Rows:
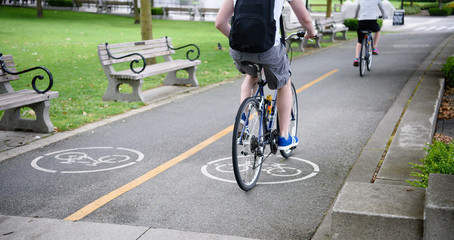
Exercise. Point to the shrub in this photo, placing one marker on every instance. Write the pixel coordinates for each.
(60, 3)
(352, 23)
(440, 12)
(440, 159)
(448, 70)
(412, 10)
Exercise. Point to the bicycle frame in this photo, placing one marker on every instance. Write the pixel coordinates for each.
(260, 96)
(365, 57)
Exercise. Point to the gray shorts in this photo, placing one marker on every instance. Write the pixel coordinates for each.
(275, 60)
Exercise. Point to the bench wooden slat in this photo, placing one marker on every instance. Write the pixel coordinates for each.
(23, 98)
(115, 49)
(105, 60)
(138, 43)
(155, 69)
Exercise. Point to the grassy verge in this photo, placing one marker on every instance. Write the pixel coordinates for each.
(66, 43)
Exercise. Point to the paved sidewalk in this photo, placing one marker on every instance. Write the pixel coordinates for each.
(376, 202)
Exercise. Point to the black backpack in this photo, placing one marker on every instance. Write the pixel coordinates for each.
(253, 26)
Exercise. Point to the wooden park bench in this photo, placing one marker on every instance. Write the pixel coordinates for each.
(94, 3)
(180, 10)
(331, 27)
(204, 11)
(11, 101)
(136, 52)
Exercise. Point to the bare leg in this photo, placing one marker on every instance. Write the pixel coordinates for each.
(284, 107)
(376, 38)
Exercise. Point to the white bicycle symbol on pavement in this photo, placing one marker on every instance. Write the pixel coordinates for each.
(274, 169)
(277, 172)
(87, 160)
(83, 158)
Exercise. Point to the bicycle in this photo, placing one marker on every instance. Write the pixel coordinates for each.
(256, 126)
(365, 55)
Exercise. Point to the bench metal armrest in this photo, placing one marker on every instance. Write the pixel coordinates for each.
(40, 77)
(131, 65)
(188, 52)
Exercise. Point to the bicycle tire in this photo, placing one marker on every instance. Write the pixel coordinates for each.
(369, 55)
(362, 57)
(246, 157)
(293, 126)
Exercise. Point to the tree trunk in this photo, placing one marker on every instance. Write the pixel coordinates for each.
(146, 24)
(39, 9)
(328, 8)
(136, 13)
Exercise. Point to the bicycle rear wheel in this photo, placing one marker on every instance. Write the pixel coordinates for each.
(362, 57)
(247, 144)
(293, 126)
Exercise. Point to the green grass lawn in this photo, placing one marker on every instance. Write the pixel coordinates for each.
(66, 43)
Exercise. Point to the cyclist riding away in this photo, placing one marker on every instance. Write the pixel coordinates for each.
(367, 12)
(275, 59)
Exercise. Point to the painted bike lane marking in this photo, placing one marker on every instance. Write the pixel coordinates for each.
(149, 175)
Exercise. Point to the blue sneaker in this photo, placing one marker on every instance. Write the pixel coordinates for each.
(287, 143)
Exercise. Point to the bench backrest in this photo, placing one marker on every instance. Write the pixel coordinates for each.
(147, 48)
(9, 63)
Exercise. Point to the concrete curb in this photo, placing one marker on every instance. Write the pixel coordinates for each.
(376, 202)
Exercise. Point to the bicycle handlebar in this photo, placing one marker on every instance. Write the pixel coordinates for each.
(300, 34)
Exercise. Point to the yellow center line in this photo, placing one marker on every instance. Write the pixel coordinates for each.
(149, 175)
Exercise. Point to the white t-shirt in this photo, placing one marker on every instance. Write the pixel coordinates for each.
(278, 5)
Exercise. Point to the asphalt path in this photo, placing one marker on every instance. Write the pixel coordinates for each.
(168, 167)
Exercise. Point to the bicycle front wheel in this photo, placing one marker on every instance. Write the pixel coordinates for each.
(247, 144)
(362, 57)
(293, 126)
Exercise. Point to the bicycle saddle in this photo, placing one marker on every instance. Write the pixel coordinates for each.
(255, 68)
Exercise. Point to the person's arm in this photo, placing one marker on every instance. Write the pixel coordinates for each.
(357, 10)
(383, 13)
(222, 19)
(304, 17)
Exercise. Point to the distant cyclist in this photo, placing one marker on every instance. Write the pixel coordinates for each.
(366, 12)
(275, 58)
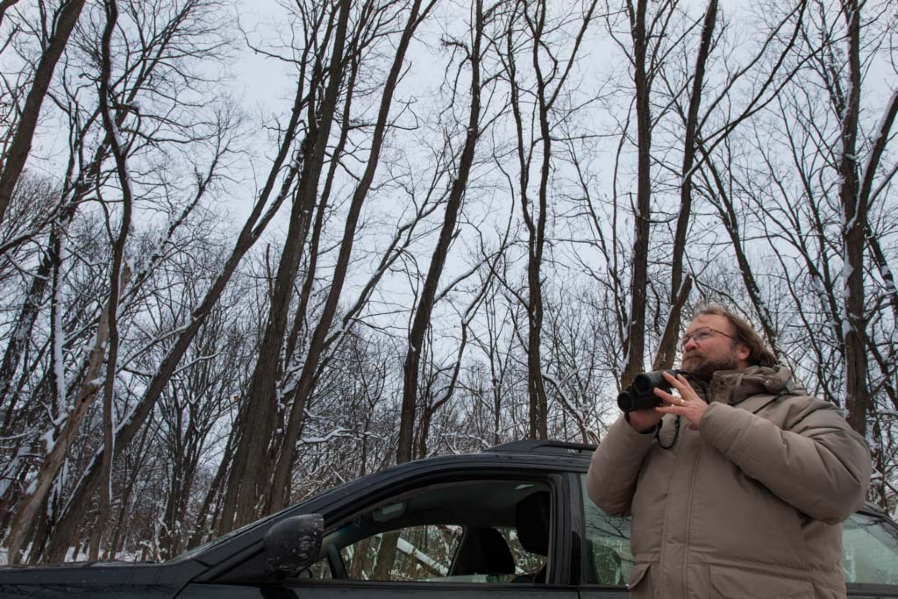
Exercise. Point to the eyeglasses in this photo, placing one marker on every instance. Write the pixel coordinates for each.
(701, 335)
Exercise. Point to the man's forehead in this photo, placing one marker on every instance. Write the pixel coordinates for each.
(721, 323)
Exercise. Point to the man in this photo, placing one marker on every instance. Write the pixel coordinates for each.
(747, 497)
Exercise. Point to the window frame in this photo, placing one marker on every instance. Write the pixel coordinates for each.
(558, 571)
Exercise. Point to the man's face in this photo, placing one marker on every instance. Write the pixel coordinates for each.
(710, 347)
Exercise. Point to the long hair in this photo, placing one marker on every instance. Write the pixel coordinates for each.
(760, 355)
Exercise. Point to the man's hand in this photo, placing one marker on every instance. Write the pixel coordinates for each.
(642, 421)
(688, 404)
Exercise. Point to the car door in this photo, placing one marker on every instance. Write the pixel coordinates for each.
(490, 533)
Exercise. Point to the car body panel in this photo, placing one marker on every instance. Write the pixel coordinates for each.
(233, 566)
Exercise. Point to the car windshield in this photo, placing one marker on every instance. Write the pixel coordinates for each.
(870, 550)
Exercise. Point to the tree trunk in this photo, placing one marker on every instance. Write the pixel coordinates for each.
(421, 320)
(17, 154)
(635, 341)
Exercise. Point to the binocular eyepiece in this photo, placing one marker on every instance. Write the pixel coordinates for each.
(640, 394)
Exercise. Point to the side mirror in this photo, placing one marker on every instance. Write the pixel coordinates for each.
(293, 543)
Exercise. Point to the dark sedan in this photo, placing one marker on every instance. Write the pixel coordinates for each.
(512, 521)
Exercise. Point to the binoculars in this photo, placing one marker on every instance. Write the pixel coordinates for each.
(640, 394)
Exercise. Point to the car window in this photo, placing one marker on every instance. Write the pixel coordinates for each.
(607, 559)
(471, 532)
(869, 550)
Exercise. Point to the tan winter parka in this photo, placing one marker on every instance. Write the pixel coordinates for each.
(749, 505)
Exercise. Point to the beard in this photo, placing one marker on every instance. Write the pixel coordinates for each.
(703, 367)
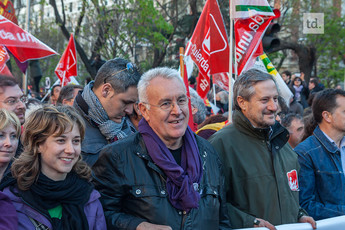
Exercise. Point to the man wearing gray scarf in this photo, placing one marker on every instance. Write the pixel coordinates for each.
(104, 104)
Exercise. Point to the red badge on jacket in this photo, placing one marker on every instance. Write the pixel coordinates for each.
(293, 180)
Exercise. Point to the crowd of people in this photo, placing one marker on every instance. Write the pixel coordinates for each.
(119, 154)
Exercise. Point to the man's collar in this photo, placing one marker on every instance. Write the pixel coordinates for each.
(342, 141)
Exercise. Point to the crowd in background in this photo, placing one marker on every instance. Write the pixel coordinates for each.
(118, 154)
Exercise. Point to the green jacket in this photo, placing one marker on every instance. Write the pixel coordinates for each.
(256, 171)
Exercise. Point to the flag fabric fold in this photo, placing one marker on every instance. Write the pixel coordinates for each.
(23, 45)
(67, 66)
(208, 46)
(249, 8)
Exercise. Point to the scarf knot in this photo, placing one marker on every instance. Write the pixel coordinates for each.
(182, 181)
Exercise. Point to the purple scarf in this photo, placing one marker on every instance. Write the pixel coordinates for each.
(182, 182)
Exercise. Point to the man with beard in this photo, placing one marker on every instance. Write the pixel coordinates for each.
(260, 167)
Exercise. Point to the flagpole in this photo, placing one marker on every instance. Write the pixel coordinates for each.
(181, 62)
(230, 70)
(214, 91)
(63, 78)
(25, 75)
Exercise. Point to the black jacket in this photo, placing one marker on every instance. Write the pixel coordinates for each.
(133, 189)
(94, 140)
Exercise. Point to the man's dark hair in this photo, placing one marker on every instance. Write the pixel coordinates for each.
(7, 81)
(54, 86)
(287, 120)
(244, 86)
(115, 72)
(325, 100)
(67, 93)
(287, 73)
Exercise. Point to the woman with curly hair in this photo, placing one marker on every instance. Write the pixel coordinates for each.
(50, 184)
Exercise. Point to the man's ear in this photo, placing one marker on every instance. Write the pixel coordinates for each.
(327, 116)
(106, 90)
(194, 110)
(242, 103)
(144, 111)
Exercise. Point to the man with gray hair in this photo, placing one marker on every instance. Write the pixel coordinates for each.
(260, 167)
(104, 103)
(164, 176)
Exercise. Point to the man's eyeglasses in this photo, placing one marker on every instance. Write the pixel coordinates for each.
(129, 67)
(169, 105)
(13, 101)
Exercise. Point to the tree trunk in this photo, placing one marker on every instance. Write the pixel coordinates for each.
(306, 56)
(66, 33)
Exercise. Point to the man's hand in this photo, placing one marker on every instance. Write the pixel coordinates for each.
(308, 219)
(264, 223)
(148, 226)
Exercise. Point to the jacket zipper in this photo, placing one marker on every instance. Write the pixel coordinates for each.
(184, 215)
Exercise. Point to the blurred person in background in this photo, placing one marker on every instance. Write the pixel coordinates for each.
(295, 125)
(68, 93)
(322, 158)
(9, 137)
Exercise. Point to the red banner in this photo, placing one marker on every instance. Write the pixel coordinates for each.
(7, 10)
(208, 46)
(248, 34)
(20, 43)
(222, 80)
(4, 57)
(67, 66)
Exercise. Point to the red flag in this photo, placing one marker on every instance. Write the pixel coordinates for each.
(5, 71)
(20, 43)
(248, 34)
(208, 46)
(4, 57)
(185, 80)
(222, 80)
(67, 66)
(7, 10)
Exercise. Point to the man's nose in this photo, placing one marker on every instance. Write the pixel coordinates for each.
(272, 105)
(129, 109)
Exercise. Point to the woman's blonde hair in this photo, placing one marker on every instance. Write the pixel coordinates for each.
(41, 124)
(9, 118)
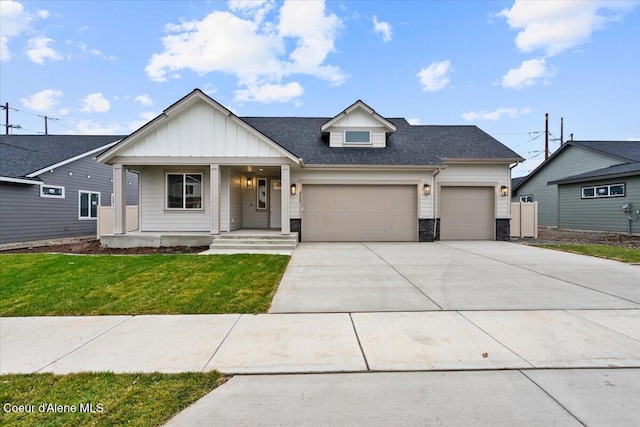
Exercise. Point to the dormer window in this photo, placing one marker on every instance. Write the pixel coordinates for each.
(357, 137)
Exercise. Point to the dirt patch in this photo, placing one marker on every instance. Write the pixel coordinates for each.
(554, 236)
(94, 247)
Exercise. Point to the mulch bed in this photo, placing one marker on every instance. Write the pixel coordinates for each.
(94, 247)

Requirements:
Please turn the data from the line containing "Exercise. Point to the mulch" through the end of the data into a two-column CSV with the headers text and answer. Put each text and its answer on their own row, each in one quoted field, with line breaks replaced by spaces.

Written response:
text,answer
"Exercise. Point to the mulch bed in this photo, placing one marker on every instance. Write the pixel coordinates for each.","(94, 247)"